**BRIEF 1**
In the forum thread about the bunnies, how long did the bonding journey between Merlin and Sasha take?
**BRIEF 2**
In the forum thread about the bunnies, why does the poster see the photo of Merlin flopped over as a sign of progress?
**BRIEF 3**
Pick up the forum thread about the bunnies after its last sentence and continue it.

**TEXT SECTION**
+---+
It's been a long, tough moving journey. But here I am, settled in my new apartment, with a couple of pics to share with you all.






Oh my! Is that Merlin, flopped over, in the same cage as a snoozing Sasha?






It IS!

I wanted to wait till I could get a cute snuggling photo, but eh, I was too excited and this'll do.

They're cooped up in that little cage till all the heavy moving is done, but after that I plan to make them free-range apartment bunzos. This concludes our six month long bonding journey! Merlin and Sasha have spent their first night and half a day together, and if you remember how Merlin's tense fear was the main roadblock to their relationship towards the end, I think this wonderful moment of Dead Bunny Flopping demonstrates how far he's come now.

arty0002:


----------



## bunnyman666

Glad you had moved!!!!!! Good onya!!!!!


----------



## pani

!!!!!!!

I'm so excited! It's lovely to see them FINALLY getting along and sharing a cage.

Hope the rest of the move goes smoothly!


----------



## lovelops

Awww. How cute!!!!!! I love the photos!!!!!

Wow, I can't believe I'm seeing both of them in the same cage not killing each other!!!!

Vanessa


----------



## BunnySilver

Yay! So happy to hear that!


----------



## Channahs

Awesome! Moving is stressful. Bundo bondo!


----------



## whiskylollipop

Thanks everyone!! Yeah, moving is hard hard hard....on me! The bunnies have just been enjoying the new place. I wouldn't say they're best friends yet, but as Sasha has mellowed out and become more genially accepting of Merlin, Merlin has in turn gotten more cocky and dominant. She still asks him for head grooms, and he still won't give her any. He actually chases after her every so often, not to fight, but kind of to intimidate her or something. Little stinker. Luckily, Rambo bunny Sasha doesn't bite back, she just shakes it all off and is her usual adventurous, stoic self.

Some moving shenanigans:

I found a piece of chalk dropped on the carpet while stuff was being moved. It had bunny teeth marks on it! I interrogated the fluffies, and held out the evidence accusingly. While Sasha sniffed it and left in disgust, my police work was made easy by Merlin, who guiltlessly chomped right down on the chalk again. At this point I would normally be freaking out about him ingesting chalk, but given the insane stuff he's eaten without terrible consequence, I'm pretty sure he has a stomach of steel. Will still be keeping an eye on him though.
+---+
**GIVEN MATERIAL**
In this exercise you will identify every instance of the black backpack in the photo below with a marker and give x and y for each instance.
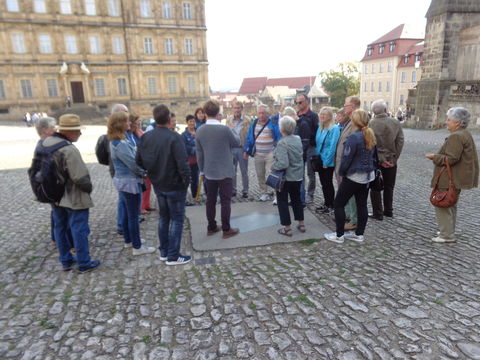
+---+
**TASK RESPONSE 1**
Six months.

**TASK RESPONSE 2**
Merlin's tense fear had been the main roadblock to his relationship with Sasha near the end of their bonding. Seeing him in a relaxed "Dead Bunny Flop" beside her shows how far he has come.

**TASK RESPONSE 3**
Merlin lost a nail, I have no idea how it happened. It was just lying there in the middle of the carpet. No fur or other evidence of a brawl, just a lone nail, with blood on the end, sitting there. Two innocent-looking buns hopping around exploring. It was too thick and dark to be Sasha's nail, so I knew it was Merlin's. I haven't had time to examine his toesies, but I'm really hoping the wound's healed up and hasn't gotten infected.

Sasha bonked her nose on the cage door. I hadn't realised the cage door had swung close. When I went to herd the bunnies back in, Merlin escaped under the couch but Sasha went straight for the cage door, which was not open as both of us expected, jumped and bonked her nose. She looked so stunned and confused. I know it's such a small thing, but I still feel so bad about it.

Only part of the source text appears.